DATASET RECORDS
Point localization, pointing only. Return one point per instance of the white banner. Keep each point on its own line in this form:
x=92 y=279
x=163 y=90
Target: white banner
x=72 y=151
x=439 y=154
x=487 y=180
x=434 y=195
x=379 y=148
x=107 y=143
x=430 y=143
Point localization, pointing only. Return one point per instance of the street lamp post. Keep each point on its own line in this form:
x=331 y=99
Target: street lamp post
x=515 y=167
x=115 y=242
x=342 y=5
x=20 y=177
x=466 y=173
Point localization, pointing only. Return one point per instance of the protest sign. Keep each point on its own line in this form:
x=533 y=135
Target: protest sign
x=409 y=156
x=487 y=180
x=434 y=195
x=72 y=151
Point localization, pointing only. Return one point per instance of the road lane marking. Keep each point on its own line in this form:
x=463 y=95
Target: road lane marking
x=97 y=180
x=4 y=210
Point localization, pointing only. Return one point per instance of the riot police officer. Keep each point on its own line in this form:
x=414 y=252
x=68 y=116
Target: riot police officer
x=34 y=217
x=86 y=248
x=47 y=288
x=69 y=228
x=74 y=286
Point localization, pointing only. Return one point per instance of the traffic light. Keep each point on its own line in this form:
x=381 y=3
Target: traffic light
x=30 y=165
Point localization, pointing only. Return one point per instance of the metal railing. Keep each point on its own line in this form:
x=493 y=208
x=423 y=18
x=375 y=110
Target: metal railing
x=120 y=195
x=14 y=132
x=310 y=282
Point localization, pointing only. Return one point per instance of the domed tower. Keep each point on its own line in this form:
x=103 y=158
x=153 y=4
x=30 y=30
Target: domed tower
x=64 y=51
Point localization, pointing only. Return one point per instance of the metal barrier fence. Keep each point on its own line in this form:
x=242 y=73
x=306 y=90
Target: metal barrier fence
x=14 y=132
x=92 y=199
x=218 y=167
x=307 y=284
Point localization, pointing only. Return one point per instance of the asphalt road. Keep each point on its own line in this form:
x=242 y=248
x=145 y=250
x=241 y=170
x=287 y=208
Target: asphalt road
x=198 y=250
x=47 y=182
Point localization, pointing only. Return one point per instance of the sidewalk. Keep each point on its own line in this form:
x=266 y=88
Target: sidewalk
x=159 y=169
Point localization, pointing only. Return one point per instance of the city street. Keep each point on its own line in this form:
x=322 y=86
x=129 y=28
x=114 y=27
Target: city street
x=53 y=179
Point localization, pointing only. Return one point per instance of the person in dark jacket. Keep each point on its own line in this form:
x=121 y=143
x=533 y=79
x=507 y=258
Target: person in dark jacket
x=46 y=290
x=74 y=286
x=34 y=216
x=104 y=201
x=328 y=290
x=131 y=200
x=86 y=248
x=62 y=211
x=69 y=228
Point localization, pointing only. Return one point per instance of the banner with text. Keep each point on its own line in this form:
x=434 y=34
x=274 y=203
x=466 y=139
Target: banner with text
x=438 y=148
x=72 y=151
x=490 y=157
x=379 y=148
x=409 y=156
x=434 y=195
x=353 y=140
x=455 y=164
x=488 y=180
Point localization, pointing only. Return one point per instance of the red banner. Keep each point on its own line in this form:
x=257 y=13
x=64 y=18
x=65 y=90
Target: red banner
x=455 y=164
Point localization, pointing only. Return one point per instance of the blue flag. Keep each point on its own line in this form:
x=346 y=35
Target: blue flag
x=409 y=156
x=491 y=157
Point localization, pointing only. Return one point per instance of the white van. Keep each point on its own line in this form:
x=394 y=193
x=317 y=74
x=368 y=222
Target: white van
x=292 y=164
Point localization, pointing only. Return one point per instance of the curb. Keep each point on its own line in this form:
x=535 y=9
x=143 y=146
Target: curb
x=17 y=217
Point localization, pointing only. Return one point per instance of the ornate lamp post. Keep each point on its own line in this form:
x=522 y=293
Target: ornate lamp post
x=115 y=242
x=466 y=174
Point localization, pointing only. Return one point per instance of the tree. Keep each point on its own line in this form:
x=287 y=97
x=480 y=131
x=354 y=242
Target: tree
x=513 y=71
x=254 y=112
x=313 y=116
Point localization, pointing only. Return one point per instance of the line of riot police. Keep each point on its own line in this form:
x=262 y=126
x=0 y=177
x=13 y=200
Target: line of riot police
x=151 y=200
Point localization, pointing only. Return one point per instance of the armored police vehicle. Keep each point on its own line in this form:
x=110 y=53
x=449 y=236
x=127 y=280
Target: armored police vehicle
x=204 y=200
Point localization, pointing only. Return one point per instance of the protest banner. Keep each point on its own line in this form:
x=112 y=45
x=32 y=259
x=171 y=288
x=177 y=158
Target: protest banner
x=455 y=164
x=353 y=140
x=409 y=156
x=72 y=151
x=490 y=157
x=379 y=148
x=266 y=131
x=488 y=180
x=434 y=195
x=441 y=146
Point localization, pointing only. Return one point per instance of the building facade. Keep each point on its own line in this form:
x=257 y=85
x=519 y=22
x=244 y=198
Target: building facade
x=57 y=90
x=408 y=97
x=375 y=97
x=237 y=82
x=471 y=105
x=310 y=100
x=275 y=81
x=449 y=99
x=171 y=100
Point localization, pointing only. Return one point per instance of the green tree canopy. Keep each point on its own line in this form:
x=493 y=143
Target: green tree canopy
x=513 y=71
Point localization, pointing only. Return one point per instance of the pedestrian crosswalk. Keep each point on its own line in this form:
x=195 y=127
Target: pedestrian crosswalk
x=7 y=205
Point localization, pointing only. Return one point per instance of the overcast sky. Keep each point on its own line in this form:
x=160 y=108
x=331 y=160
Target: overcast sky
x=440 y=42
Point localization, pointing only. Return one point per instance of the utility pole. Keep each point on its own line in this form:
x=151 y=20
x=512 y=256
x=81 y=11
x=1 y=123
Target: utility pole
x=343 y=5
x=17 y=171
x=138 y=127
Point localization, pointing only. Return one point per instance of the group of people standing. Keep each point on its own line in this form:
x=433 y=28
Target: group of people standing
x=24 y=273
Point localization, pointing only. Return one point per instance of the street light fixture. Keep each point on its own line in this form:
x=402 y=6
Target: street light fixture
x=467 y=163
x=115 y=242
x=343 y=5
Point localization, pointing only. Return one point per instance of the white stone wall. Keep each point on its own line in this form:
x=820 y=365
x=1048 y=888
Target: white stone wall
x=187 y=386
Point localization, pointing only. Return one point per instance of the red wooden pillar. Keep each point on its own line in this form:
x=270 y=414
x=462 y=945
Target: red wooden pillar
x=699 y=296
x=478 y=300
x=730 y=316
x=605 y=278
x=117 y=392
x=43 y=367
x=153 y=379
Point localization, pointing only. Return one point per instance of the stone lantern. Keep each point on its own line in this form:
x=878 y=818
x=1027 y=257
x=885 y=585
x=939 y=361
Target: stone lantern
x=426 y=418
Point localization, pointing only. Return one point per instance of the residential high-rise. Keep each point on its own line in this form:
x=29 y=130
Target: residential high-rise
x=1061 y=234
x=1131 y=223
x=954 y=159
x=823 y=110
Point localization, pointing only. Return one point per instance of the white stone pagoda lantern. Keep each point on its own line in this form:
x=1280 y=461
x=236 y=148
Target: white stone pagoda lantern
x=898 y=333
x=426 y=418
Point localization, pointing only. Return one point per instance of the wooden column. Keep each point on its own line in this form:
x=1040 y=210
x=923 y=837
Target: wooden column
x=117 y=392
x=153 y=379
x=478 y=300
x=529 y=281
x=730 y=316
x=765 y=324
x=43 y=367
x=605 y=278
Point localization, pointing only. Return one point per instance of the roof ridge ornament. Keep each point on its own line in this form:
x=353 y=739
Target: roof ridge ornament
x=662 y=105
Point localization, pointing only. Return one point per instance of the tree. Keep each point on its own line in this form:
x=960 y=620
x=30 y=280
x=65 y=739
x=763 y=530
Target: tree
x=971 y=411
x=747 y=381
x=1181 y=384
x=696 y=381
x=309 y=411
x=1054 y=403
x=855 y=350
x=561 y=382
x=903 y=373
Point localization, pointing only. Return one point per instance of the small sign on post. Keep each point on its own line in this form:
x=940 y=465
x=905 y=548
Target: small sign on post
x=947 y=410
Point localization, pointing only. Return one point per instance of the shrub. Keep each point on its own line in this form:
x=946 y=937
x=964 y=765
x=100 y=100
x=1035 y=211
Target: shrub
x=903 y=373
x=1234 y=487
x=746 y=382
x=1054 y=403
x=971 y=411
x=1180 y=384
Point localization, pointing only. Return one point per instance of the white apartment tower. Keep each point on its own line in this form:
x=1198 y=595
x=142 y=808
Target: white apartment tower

INSTRUCTIONS FOR THE TASK
When a line of the records holds the word "apartment", copy that line.

SOLVED EXERCISE
Point localization, pointing only. Return one point per instance of the white apartment tower. Keep each point on its own line in this form:
Target: white apartment tower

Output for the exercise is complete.